PASSAGE PROVIDED →
_ _ _ _ _ _ _

With the new building a number of members, in 1731, left Boardman’s congregation and began meetings of their own. They had been attracted to the doctrines of the Quaker Church and desired a more liberal style of worship than the strict hours and long sessions that the church held at that time. In the introduction to the book “ Resistance and Obedience to God” by David Ferris as edited by Martha Grundy, we learn that David Ferris, the 14 year old son of Zachariah Ferris, was a strong young leader in this movement. The book tells of David’s life long struggle to live the way he thought God wanted him to live, but his reluctance to preach the word for fear that he would be considered a minister and held to a higher standard of judgment by the people of the town.

The Quaker movement began mostly supported by very young people and a few that were nearly thirty.  They held their meetings on Thursday and Sunday, although they seemed to go out of their way to say that Sunday just happened to be a convenient day, not sacred. In the book “Seasonable Thoughts on the State of Religion in New England, Dr. Charles Chauncy says that they were of the belief that formal training was not nearly as important as believing in the conversion of the soul being the most important qualification for preaching. “They deny the necessity of human learning, as a qualification for the work of the ministry.  If men are converted, that they think is sufficient; nor may any but such take upon them the business of preaching. They likewise hold, that no one are converted, but such as conform to them; and therefore they join with none else in religious affairs.” From the time they first set out, according to Chauncy, they had a great “Assurance in Believers.”

Dr. Chauncy goes on to describe David Ferris who had gone to Yale denouncing his Quaker beliefs, but took them up once there as “the greatest enthusiast I ever knew. I believe it was partly owning to his constitution and partly to his ignorant, superstitious and illiterate New Milford companions. By his enthusiasm and superstition, he was led into such wild errors and absurdities, that a man, who was guided by reason and scripture, would be amazed at his folly.” Basically when Ferris was strongly engaged in debate he would apparently, when intellectually cornered say that he believed that was because he was moved by the spirit of God.

The earliest members of the First Congregational Church also included some families that were members of the Church of England. On December 8, 1735, the congregation passed a vote relieving several heads of families of the Episcopal persuasion from being bound to aid in the further support of Mr. Boardman’s ministry. Bushman again states that the “Anglicans” started around 1722, when four Congregational ministers declared for the Church of England and three others expressed approval of Episcopal government. Episcopalians were considered “the poorer sort of people” made up mostly of “recent” immigrants.

_ _ _ _ _ _ _

ITEMS →
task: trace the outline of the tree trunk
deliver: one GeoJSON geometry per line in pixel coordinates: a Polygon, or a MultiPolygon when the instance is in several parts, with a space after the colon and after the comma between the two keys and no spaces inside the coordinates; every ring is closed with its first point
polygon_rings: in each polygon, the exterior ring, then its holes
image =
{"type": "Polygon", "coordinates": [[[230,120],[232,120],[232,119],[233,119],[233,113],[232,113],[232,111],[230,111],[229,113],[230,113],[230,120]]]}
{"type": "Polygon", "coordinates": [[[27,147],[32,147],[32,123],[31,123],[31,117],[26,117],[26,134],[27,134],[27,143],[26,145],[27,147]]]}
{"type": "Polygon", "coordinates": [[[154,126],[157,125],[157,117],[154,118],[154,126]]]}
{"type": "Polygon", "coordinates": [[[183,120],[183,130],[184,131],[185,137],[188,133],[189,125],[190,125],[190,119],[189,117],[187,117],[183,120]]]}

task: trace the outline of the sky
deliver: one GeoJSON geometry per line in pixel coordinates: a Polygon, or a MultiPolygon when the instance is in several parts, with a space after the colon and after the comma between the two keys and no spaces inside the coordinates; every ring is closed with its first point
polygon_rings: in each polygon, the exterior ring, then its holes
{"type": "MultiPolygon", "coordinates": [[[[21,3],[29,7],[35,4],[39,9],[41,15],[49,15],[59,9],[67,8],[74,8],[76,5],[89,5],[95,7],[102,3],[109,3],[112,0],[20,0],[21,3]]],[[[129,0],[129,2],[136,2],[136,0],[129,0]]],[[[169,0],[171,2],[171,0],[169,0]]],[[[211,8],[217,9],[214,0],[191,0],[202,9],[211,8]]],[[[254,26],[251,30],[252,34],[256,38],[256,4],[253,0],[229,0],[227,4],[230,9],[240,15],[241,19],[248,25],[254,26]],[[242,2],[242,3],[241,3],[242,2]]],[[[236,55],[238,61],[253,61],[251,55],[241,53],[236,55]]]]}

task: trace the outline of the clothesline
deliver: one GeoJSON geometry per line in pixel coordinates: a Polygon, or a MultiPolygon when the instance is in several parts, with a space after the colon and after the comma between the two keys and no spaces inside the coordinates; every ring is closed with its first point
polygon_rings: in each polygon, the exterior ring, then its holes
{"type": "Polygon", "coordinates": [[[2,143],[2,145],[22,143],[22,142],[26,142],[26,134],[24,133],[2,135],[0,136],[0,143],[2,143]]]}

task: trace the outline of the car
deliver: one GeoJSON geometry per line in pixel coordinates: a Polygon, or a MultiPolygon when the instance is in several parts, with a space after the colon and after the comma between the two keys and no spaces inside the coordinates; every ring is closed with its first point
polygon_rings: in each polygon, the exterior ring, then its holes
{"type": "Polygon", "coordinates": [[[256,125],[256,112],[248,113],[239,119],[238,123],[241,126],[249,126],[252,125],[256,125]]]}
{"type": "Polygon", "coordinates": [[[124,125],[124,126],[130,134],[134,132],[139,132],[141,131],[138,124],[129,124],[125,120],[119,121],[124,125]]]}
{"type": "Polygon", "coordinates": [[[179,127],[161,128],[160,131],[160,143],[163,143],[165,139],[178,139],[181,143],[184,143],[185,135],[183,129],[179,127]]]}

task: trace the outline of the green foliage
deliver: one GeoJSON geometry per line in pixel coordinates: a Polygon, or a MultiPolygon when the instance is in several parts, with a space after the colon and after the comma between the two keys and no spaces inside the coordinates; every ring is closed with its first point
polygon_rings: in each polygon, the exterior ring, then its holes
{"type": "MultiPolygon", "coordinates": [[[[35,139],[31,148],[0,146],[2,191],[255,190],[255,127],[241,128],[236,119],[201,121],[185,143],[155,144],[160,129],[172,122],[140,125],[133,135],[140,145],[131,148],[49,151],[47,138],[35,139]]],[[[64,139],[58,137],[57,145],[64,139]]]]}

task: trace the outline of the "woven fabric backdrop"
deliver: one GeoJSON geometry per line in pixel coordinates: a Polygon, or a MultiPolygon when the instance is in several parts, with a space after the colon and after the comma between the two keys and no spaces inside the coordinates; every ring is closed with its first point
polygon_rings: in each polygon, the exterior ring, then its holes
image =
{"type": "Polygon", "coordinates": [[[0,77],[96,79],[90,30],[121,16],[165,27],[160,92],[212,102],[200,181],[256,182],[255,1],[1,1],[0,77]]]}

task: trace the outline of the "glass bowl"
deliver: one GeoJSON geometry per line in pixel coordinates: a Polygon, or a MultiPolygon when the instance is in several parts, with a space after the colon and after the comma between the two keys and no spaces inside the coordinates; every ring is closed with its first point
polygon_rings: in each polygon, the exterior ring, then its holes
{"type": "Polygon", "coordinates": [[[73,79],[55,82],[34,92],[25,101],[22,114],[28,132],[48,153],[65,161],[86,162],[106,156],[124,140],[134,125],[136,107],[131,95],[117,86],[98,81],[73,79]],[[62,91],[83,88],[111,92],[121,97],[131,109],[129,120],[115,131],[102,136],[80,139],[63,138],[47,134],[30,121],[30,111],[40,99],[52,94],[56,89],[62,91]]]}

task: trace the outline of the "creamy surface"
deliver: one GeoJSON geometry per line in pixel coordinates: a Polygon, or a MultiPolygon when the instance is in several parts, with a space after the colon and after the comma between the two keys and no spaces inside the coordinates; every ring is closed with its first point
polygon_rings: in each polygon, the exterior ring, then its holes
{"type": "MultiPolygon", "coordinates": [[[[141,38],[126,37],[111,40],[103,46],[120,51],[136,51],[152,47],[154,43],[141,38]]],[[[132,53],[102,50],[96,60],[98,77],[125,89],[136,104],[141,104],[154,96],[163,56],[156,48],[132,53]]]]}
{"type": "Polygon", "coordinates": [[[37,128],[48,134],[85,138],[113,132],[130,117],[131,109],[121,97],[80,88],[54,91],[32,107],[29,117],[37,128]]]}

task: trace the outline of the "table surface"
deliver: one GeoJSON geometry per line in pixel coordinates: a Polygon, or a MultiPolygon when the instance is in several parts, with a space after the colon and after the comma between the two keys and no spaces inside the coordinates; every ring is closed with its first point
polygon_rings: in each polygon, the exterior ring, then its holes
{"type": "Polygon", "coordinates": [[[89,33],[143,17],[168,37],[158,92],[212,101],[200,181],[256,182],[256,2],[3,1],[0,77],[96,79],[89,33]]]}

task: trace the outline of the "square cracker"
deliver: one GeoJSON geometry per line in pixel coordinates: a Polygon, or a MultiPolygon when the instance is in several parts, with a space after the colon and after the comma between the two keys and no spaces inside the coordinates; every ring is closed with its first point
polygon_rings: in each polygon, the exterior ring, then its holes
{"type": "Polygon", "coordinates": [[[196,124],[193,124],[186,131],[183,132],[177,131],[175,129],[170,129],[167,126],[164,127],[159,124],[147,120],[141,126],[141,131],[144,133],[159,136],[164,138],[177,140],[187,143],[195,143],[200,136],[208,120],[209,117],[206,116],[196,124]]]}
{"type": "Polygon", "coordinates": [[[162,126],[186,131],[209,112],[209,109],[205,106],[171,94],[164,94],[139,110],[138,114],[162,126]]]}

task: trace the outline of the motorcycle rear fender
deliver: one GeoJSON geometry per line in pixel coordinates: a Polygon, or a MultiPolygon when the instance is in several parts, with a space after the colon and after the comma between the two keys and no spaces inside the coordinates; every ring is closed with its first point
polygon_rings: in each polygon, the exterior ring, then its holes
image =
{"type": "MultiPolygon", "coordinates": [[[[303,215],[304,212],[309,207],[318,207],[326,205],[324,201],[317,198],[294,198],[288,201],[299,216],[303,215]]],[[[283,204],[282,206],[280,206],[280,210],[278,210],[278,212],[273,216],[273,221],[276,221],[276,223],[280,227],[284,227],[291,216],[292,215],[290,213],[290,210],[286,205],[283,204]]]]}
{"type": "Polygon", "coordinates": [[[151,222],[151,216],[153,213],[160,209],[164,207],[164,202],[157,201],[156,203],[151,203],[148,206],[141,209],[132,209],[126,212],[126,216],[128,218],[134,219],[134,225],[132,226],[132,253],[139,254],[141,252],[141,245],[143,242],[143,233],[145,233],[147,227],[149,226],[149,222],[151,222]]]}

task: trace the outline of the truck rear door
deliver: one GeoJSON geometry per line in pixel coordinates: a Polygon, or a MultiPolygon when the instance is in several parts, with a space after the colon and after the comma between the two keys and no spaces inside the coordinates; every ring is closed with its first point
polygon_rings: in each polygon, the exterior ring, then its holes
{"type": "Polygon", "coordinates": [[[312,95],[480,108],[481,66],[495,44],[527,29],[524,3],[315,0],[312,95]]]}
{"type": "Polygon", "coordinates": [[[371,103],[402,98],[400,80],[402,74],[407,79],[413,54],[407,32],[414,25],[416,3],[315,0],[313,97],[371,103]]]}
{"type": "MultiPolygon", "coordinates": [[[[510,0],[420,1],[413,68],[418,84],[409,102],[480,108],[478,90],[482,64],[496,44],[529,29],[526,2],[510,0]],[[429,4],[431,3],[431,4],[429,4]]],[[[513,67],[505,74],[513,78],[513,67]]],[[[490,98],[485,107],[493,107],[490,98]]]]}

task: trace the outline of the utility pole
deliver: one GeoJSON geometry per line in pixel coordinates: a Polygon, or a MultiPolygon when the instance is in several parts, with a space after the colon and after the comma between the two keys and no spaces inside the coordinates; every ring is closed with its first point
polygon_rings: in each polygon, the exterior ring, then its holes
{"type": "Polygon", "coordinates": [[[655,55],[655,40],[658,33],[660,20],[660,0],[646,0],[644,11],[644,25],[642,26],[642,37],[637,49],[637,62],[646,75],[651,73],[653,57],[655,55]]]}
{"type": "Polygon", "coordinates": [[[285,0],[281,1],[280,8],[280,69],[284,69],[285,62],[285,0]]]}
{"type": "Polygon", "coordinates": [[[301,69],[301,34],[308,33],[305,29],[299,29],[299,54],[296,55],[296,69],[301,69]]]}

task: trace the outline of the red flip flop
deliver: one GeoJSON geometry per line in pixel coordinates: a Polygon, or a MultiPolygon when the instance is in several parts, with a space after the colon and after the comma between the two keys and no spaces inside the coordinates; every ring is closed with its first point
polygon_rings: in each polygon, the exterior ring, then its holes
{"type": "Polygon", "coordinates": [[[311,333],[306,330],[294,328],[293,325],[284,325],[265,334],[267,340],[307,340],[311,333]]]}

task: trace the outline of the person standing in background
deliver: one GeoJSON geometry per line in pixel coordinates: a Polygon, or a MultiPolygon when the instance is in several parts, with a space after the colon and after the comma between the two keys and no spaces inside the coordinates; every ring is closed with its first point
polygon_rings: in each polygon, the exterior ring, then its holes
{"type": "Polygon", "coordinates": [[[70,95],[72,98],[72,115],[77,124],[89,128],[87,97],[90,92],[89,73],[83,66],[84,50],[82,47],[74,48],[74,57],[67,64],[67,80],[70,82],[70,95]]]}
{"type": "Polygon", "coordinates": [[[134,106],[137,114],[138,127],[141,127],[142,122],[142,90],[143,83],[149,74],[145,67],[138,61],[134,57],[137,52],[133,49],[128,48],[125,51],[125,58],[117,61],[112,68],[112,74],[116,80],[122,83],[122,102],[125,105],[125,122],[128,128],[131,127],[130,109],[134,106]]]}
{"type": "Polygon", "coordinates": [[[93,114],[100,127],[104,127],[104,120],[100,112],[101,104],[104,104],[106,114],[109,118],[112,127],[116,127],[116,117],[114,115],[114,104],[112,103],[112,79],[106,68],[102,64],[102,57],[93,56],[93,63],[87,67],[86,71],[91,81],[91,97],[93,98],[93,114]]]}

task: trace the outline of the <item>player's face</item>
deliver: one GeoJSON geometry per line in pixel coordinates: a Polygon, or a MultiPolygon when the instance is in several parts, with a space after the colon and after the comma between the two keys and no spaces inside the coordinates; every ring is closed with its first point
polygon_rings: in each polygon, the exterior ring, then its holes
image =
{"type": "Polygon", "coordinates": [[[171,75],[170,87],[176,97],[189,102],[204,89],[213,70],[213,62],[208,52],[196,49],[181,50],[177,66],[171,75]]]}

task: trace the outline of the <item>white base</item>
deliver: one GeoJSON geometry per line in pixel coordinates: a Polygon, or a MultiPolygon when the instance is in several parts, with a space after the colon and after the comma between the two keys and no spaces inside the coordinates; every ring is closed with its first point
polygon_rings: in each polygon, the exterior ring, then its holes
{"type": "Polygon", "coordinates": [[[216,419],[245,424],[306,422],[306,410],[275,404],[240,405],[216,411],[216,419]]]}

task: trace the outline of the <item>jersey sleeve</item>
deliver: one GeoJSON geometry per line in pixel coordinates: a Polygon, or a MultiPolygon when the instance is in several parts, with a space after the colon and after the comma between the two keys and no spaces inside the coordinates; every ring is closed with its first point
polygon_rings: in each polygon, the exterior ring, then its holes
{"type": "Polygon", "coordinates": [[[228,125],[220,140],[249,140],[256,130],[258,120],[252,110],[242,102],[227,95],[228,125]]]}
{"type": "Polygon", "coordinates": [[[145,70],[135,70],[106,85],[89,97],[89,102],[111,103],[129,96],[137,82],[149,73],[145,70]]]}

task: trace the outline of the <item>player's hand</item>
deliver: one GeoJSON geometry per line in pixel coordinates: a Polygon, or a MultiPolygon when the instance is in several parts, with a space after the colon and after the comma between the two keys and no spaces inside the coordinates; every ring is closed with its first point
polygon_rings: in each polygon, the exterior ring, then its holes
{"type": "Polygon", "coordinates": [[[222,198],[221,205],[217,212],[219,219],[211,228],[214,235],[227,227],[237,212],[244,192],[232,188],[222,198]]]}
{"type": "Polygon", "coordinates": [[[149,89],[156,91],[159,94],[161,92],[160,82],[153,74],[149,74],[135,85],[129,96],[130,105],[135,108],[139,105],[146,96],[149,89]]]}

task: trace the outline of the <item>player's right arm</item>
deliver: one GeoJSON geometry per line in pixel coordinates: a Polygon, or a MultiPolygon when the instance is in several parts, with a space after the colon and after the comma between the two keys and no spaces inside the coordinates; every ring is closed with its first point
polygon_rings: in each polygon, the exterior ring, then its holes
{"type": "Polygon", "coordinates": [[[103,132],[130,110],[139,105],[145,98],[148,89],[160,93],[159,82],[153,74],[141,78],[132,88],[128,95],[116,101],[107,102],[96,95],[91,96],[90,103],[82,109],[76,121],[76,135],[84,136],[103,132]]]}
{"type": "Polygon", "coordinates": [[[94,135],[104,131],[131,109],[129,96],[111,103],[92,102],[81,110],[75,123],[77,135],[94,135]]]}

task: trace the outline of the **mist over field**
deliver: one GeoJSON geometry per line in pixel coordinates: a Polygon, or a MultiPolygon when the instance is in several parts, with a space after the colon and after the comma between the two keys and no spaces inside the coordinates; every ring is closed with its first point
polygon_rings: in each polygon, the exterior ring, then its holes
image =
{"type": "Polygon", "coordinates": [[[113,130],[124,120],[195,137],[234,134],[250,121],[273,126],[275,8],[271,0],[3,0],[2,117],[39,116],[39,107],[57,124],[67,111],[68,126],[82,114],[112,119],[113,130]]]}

_ _ _ _ _ _ _

TASKS FOR THIS EXERCISE →
A – Rewrite the rows from the line containing "task: trace the outline of the **mist" down to the last row, keeping every line, requests included, and increase each polygon coordinate by 142.
B – Continue the passage about the early congregations and their dissenting members, picking up after its final sentence.
The text has no connection to the rows.

PER-TASK OUTPUTS →
A –
task: trace the outline of the **mist over field**
deliver: one GeoJSON geometry per line in pixel coordinates: a Polygon, or a MultiPolygon when the instance is in several parts, with a space after the colon and after the comma between the two keys and no spaces inside the coordinates; every ring is closed with its first point
polygon_rings: in each polygon, the exterior ring, then its holes
image =
{"type": "Polygon", "coordinates": [[[255,272],[266,262],[337,279],[376,276],[392,263],[415,268],[417,150],[413,142],[145,142],[144,259],[181,258],[181,249],[199,266],[209,253],[210,268],[224,256],[254,261],[255,272]]]}

B –
Even though Mr. Boardman’s salary at this time was only $125.00 a year, these two defections, for want of a better name, sorely tried the financial resources of the church and the Tory leanings of the Anglican Church had to have later caused hard feelings among the former co-worshippers.

The Rev. Daniel Boardman continued as pastor of this church until he died in 1744. He had been a “settled” minister for 23 years and had preached for four years prior to that time. He had become a great friend of the Indian chief, Waramaug, and is said to have converted him to the Christian religion during the chief’s last sickness. Like many of the early settlers of the town, Mr. Boardman was buried in the Center Cemetery.

We often look at the times of the people that first settled our town and country with a feeling of disbelief for the hardships they must have had to endure. While no one can deny that their life was hard, one can also only wonder at what life in the beautiful valley must have been like before the crush of civilization that we now accept as routine. What an adventure it must have been as fathers told their children their reasons for bringing them to this place and their dreams of a better life for them. How exciting it must have been to talk of the new country, or more correctly, new colony, they were establishing to spread the religions and benefits of their modern society to a land whose beauty was beyond the limitations of their imaginations. This would be the land in which they would establish a better society, create better lives, grow and prosper, endure hard times now for the good times later. . .God give us strength to make this dream of a land more like yours come true.

Four years before Boardman died, a tremendous religious revival struck this country. It was part of a great swelling of feeling that had started in Europe. It swept through England in the rise of Methodism under John and Charles Wesley and George Whitfield. Whitfield came to this country and swept people’s emotions with his speech and style. He became the central figure in what is now referred to by historians as THE GREAT AWAKENING. A Jonathan Edwards and his younger colleague, Joseph Bellamy, both of Connecticut, were among the leaders of the movement in this country.

Think of these awakenings as more of an evangelistic type revival than a new order of Christian Worship. And the spirit spread rapidly up and down the Connecticut Valley. But even in the church, there are politics, and the settled clergy began to preach against these revivals with their screaming, passing out. Ministers set out, according to Bushman, to stop these “unhappy misunderstandings and divisions”. Itinerant preachers were forbidden in 1742. The basis of the ministry, which left many changed people behind it was that hard work wouldn’t be what saved a soul, but the grace of God. Men that believed this were lifted from a sense of misery as a way of attaining grace.

A half way covenant had become generally accepted in the churches of the colonies of that time. By it those people who supported the church were allowed to be members even though they “did not own the complete vows”, i.e. had not been born of two members.

This half way covenant now seemed a bit illegitimate to people who felt that a church should be made up of those whose religion began in a “conscious experience of regeneration”.

Boardman was able to keep these two forces in check until his death in 1744. Immediately thereafter the feud came to the forefront in New Milford also and the two parties were unable to decide on a new minister. A minister in New England during these times was considered THEE person in town. As the early town history says, “even the divinity that doth hedge a king” commands hardly more reverence than that which was paid to the minister. Children were taught to make obeisance to him as he passed in the street. And any one that spoke against the preacher could be fined whipped, banished or have his ears cut off. That’s how some of these feuds were able to be managed by the wishes of just one man in town.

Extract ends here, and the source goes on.